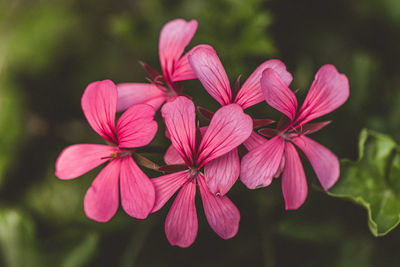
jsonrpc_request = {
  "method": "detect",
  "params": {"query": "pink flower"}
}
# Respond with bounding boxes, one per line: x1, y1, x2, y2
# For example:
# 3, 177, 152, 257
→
184, 45, 292, 195
240, 65, 349, 209
55, 80, 157, 222
117, 19, 197, 111
152, 96, 252, 247
188, 45, 292, 109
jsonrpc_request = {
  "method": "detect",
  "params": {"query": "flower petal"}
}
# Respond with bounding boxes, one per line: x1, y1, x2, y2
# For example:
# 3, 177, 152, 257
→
198, 175, 240, 239
165, 181, 198, 248
235, 59, 293, 109
198, 104, 253, 166
297, 64, 349, 124
117, 104, 157, 148
117, 83, 166, 111
261, 69, 297, 121
243, 131, 268, 151
158, 19, 197, 80
282, 142, 307, 210
171, 48, 197, 82
240, 136, 285, 189
55, 144, 117, 180
189, 45, 232, 106
164, 145, 185, 165
293, 136, 340, 190
120, 156, 155, 219
161, 96, 196, 164
83, 159, 121, 222
81, 80, 118, 144
151, 171, 189, 212
204, 148, 240, 196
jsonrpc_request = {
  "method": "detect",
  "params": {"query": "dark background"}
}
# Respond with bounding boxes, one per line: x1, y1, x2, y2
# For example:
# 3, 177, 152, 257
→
0, 0, 400, 267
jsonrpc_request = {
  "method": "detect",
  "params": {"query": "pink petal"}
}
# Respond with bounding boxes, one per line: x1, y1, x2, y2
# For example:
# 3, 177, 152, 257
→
158, 19, 197, 80
151, 171, 189, 212
204, 148, 240, 196
282, 142, 307, 210
261, 69, 297, 121
120, 156, 155, 219
292, 136, 340, 190
197, 104, 253, 166
189, 45, 232, 106
117, 104, 157, 148
81, 80, 118, 144
235, 59, 293, 109
165, 181, 197, 248
243, 131, 268, 151
83, 159, 121, 222
297, 65, 349, 124
161, 96, 196, 165
240, 136, 285, 189
55, 144, 118, 180
164, 145, 185, 165
299, 121, 331, 135
171, 49, 197, 82
198, 176, 240, 239
117, 83, 166, 111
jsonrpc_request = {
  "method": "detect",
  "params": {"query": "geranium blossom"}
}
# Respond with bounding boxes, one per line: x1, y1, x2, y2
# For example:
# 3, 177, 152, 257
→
55, 80, 157, 222
184, 45, 292, 195
240, 65, 349, 209
152, 96, 252, 247
117, 19, 197, 111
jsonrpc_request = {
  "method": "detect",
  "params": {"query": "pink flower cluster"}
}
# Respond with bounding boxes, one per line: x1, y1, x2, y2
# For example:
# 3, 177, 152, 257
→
55, 19, 349, 247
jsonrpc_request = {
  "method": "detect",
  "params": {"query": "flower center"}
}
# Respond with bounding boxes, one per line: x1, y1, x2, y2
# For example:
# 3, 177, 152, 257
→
189, 167, 199, 180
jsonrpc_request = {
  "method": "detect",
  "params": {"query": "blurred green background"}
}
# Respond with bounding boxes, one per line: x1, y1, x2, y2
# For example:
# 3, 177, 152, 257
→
0, 0, 400, 267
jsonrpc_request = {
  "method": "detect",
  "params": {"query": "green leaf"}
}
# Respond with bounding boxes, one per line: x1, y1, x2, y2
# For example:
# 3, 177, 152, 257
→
328, 129, 400, 236
59, 232, 99, 267
0, 209, 43, 267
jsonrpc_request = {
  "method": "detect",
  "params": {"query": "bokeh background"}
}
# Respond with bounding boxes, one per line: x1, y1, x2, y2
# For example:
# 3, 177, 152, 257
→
0, 0, 400, 267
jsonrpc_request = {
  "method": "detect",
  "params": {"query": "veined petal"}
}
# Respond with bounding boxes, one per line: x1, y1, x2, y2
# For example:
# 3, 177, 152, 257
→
83, 159, 121, 222
189, 45, 232, 106
282, 142, 308, 210
198, 104, 253, 166
158, 19, 197, 79
297, 64, 349, 124
198, 175, 240, 239
261, 69, 297, 121
164, 145, 185, 165
55, 144, 118, 180
292, 136, 340, 190
204, 148, 240, 196
120, 156, 155, 219
240, 136, 285, 189
81, 80, 118, 144
117, 104, 157, 148
235, 59, 293, 109
171, 48, 197, 82
161, 96, 196, 164
243, 131, 268, 151
117, 83, 166, 111
151, 171, 189, 212
165, 181, 198, 248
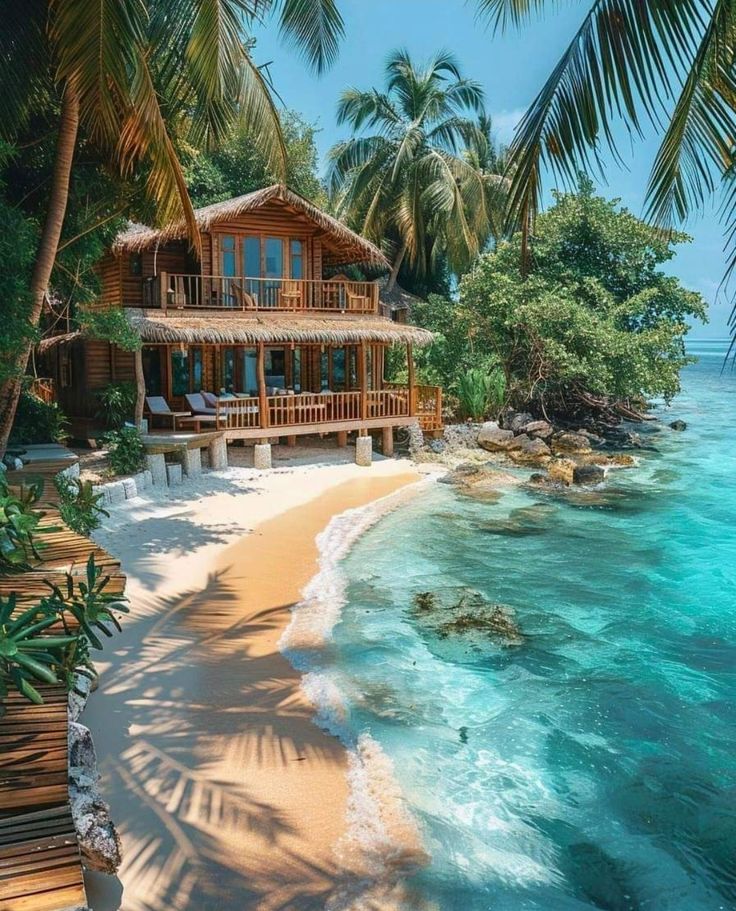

━━━━━━━━━━━━━━━━

WORK TO BE COMPLETED
Add 94 to every bounding-box coordinate listed after an arrow, and write out again everything from the start of the data through the line holding "55, 19, 349, 247", inclusive, keeping all other lines as they are. Leave the pictures out.

TASK RESPONSE
jsonrpc_request = {
  "method": "detect",
  "params": {"query": "pink flower"}
}
# Respond with bounding boxes, one per line: x1, y1, x2, y2
# For example:
# 3, 177, 152, 257
→
278, 139, 386, 289
334, 159, 443, 303
149, 174, 251, 316
211, 113, 291, 205
246, 190, 346, 341
282, 139, 386, 203
jsonrpc_request = {
  "method": "detect",
  "params": {"query": "flower petal"}
}
# Respond with bounding boxes, one per line: x1, y1, x2, y2
# For example:
# 3, 177, 152, 257
→
292, 269, 334, 333
259, 275, 292, 342
329, 153, 387, 203
292, 198, 347, 260
391, 158, 443, 218
211, 198, 251, 242
211, 177, 260, 205
355, 163, 391, 215
337, 225, 362, 245
252, 113, 291, 174
376, 236, 401, 304
265, 142, 291, 176
334, 230, 379, 283
149, 238, 211, 274
283, 139, 326, 200
258, 239, 279, 259
387, 230, 434, 284
214, 250, 249, 313
255, 190, 290, 258
177, 253, 215, 316
175, 174, 212, 238
245, 265, 283, 306
298, 242, 334, 290
jsonrpc_request = {
  "method": "detect",
  "params": {"query": "dark background"}
}
# Respond with bounding boxes, one per line: x1, y1, x2, y2
# For example:
# 3, 177, 152, 257
→
94, 94, 494, 361
jsonrpc_request = {
  "method": "detect",
  "params": {"query": "pink petal"}
}
# Respond with bounding boxes, one per line: x1, y1, x2, y2
# For example:
# 3, 177, 152, 257
→
252, 113, 291, 174
245, 265, 283, 306
298, 242, 334, 290
376, 236, 401, 304
355, 163, 391, 215
214, 250, 249, 313
386, 230, 434, 284
291, 198, 347, 260
283, 139, 326, 200
211, 198, 251, 242
175, 174, 212, 238
329, 153, 387, 203
259, 275, 291, 342
337, 225, 362, 245
177, 253, 215, 316
391, 159, 443, 218
255, 190, 290, 259
334, 230, 379, 283
149, 238, 212, 274
258, 239, 279, 259
393, 215, 425, 229
265, 143, 291, 176
292, 270, 334, 333
211, 177, 260, 205
jsonrpc_request = {
  "method": "detect",
  "params": {"query": "geranium blossom"}
}
# Respond with bounding boxes, one per line: x1, y1, x2, y2
# For example:
# 3, 177, 152, 257
→
149, 174, 251, 316
278, 139, 386, 289
334, 159, 443, 303
246, 190, 346, 341
211, 113, 291, 205
jsonrpc_request = {
  "method": "detect",
  "params": {"query": "pink flower cluster"}
}
# Respond with bounding boxes, one per line: x1, y1, x2, y2
# For example:
# 3, 177, 152, 257
→
149, 113, 443, 341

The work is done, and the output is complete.